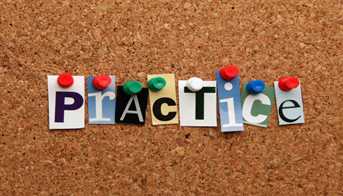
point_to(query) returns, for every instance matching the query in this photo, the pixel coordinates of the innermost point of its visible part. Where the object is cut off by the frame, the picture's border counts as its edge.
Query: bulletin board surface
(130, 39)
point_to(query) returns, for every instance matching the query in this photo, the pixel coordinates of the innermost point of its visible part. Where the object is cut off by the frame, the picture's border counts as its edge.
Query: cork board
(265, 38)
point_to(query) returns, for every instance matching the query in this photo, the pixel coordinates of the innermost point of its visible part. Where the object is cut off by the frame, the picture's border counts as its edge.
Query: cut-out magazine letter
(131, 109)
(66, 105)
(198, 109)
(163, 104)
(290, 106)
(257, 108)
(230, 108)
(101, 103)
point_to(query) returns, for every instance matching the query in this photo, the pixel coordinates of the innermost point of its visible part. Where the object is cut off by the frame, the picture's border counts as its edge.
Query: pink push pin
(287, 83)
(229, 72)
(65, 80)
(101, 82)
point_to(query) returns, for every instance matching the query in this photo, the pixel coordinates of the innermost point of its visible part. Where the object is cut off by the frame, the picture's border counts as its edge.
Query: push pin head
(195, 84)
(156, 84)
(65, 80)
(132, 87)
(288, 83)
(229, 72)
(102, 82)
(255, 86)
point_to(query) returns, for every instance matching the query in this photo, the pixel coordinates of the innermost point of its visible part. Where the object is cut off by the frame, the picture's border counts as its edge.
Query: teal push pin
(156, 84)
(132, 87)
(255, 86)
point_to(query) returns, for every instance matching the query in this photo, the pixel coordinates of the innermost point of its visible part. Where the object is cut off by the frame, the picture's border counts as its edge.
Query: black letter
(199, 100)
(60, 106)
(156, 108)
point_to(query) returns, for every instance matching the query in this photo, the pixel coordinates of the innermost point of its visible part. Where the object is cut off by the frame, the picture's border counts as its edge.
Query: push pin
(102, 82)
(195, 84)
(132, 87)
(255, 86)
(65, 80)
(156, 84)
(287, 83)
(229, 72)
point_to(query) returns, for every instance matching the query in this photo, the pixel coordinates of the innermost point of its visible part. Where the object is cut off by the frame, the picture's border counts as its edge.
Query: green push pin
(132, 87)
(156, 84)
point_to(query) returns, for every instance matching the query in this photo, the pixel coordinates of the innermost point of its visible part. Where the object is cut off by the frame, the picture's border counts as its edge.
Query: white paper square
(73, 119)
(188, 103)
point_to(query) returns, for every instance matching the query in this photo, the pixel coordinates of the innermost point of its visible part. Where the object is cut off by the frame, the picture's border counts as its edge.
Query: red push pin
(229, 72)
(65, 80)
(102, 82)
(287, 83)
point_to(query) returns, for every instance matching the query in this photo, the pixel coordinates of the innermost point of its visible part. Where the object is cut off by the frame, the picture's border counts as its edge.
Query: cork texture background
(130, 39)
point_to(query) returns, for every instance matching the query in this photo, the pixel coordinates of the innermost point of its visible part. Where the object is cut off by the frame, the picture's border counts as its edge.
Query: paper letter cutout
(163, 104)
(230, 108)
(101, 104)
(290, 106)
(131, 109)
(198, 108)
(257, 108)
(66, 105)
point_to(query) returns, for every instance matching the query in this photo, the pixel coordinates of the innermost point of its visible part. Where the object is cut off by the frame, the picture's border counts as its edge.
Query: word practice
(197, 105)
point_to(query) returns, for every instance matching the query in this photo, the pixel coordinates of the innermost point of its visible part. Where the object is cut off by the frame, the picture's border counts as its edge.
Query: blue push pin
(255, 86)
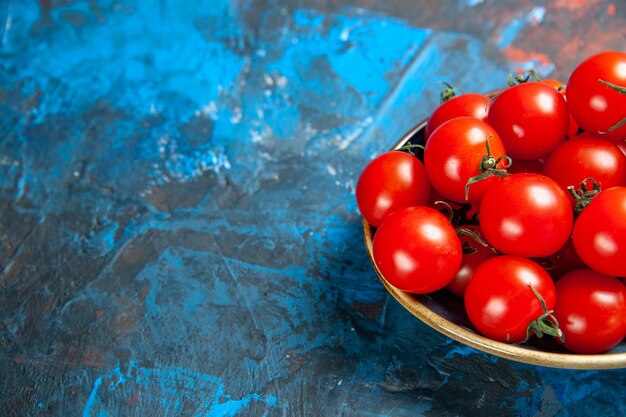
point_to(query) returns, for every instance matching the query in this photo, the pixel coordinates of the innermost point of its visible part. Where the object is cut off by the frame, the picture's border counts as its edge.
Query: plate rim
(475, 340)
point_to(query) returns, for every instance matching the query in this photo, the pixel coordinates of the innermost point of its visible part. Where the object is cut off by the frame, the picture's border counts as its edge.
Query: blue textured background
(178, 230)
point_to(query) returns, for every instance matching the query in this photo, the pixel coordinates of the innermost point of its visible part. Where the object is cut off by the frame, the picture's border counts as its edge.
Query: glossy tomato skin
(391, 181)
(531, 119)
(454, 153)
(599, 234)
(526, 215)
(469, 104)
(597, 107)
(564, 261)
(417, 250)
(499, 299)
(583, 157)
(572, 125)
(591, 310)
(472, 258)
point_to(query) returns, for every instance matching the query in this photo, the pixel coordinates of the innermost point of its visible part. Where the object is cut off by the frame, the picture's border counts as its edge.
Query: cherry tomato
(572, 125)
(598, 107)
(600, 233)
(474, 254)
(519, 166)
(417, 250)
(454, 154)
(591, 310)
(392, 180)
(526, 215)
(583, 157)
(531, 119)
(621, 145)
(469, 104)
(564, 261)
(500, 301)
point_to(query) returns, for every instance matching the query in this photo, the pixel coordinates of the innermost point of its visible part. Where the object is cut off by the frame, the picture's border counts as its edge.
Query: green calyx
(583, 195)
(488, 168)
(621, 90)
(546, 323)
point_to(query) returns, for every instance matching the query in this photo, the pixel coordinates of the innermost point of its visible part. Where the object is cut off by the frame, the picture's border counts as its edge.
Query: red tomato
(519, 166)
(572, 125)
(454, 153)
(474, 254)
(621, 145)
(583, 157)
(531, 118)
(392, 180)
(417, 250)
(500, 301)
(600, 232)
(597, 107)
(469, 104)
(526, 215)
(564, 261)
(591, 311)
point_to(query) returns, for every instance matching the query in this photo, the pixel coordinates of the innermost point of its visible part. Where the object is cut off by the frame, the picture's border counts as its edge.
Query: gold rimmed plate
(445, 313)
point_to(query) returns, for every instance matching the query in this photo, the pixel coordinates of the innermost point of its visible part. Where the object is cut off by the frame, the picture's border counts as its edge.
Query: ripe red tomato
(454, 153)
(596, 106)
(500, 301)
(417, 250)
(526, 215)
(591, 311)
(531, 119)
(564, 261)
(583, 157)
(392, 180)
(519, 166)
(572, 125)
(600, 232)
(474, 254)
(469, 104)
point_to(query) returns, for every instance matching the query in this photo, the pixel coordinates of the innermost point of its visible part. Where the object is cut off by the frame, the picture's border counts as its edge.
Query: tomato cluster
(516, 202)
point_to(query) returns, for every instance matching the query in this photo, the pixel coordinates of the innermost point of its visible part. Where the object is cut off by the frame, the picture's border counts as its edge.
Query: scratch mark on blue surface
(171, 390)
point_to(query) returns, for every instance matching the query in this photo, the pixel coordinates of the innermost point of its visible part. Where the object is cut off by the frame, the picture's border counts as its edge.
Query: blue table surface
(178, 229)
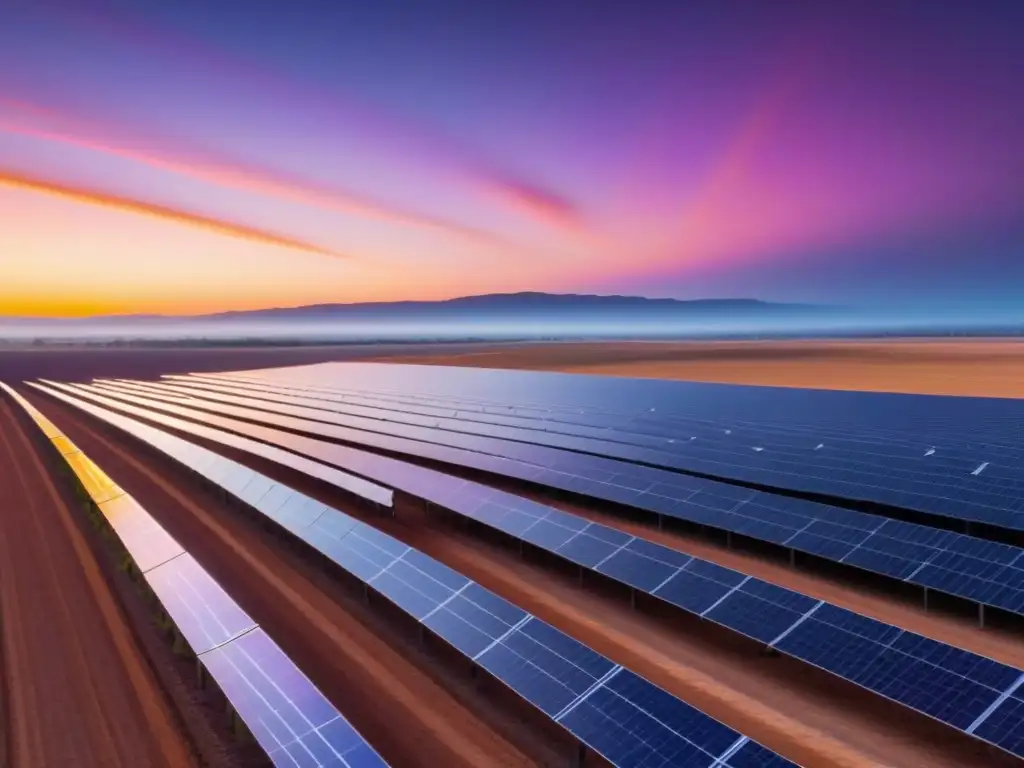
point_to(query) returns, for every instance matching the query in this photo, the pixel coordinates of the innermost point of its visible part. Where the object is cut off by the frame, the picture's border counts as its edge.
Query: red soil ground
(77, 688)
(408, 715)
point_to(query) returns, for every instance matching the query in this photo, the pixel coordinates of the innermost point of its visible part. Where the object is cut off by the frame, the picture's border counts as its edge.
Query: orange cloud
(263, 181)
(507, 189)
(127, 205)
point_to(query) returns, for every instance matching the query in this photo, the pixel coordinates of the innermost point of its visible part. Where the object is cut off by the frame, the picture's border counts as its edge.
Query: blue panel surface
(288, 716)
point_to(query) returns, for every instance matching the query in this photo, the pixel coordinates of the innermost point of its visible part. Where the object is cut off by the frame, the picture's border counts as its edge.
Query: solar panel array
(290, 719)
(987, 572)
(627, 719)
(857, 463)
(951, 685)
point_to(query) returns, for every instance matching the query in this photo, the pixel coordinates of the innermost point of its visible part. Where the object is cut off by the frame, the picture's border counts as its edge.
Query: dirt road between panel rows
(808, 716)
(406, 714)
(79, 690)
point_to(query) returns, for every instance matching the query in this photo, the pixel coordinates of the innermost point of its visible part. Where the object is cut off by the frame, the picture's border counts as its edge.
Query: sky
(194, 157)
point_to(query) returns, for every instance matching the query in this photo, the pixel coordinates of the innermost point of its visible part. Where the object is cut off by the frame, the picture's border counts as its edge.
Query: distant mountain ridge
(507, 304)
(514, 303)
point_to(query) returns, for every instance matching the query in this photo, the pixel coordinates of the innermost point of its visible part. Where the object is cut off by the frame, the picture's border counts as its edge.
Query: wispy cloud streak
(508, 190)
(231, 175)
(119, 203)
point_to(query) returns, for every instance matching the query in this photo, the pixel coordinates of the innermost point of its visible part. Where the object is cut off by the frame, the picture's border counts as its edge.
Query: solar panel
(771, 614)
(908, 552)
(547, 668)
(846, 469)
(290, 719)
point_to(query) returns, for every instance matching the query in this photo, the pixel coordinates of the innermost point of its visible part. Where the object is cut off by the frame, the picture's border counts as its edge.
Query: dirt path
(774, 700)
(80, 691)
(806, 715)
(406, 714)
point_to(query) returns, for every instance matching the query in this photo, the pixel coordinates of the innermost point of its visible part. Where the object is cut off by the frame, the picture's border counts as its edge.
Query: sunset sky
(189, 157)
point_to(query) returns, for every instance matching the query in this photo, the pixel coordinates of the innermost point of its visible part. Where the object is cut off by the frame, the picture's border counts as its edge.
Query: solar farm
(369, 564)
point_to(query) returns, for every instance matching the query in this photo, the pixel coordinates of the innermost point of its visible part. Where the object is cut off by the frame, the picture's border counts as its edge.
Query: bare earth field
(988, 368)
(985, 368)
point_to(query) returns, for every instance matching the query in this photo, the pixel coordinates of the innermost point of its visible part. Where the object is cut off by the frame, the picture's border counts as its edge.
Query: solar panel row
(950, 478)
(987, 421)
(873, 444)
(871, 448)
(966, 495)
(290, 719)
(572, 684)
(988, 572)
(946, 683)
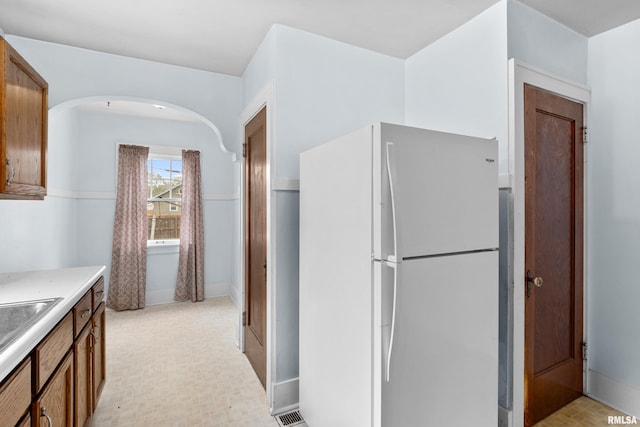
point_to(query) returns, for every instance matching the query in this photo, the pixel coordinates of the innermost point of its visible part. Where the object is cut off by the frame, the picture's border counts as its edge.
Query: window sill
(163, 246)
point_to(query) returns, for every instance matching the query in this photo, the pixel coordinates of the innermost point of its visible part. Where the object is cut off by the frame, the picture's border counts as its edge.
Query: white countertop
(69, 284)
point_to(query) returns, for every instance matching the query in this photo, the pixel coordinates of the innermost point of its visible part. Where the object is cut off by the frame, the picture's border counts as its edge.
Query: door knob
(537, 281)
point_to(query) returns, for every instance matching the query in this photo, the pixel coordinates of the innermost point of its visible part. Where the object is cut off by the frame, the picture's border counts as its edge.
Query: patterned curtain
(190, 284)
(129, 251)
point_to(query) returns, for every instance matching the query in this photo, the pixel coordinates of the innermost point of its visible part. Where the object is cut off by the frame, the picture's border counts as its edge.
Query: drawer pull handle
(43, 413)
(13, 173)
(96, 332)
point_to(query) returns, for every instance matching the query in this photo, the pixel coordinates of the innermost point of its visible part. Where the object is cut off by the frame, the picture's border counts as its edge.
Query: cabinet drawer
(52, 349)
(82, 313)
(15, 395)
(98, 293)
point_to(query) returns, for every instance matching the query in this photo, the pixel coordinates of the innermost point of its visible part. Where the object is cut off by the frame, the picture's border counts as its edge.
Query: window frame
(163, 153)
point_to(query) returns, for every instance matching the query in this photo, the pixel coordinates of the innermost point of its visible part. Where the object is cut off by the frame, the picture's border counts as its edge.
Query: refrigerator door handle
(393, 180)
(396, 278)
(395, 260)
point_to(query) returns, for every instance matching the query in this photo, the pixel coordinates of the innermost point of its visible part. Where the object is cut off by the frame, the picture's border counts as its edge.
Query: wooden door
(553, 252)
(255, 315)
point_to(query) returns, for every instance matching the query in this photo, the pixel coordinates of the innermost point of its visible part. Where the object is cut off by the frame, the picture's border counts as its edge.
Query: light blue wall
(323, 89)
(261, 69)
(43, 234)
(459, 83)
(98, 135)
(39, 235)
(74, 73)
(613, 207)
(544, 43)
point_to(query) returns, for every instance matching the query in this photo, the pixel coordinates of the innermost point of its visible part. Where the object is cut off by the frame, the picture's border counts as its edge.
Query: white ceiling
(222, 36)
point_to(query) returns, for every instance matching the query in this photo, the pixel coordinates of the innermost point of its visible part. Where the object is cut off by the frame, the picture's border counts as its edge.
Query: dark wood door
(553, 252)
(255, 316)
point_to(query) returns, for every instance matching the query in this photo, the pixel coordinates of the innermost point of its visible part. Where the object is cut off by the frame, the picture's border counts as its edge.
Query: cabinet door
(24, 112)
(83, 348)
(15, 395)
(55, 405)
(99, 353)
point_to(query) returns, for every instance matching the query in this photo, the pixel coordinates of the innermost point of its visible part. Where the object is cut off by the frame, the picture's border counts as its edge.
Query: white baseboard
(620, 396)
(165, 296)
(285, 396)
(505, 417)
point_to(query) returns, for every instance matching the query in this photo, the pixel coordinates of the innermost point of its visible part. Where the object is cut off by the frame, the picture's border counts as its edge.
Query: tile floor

════════════════════

• **EXERCISE**
Pull out each line from the items above that contains the string "cork". Uppercase and lowercase must match.

• **THE REPLY**
Query: cork board
Query: cork texture background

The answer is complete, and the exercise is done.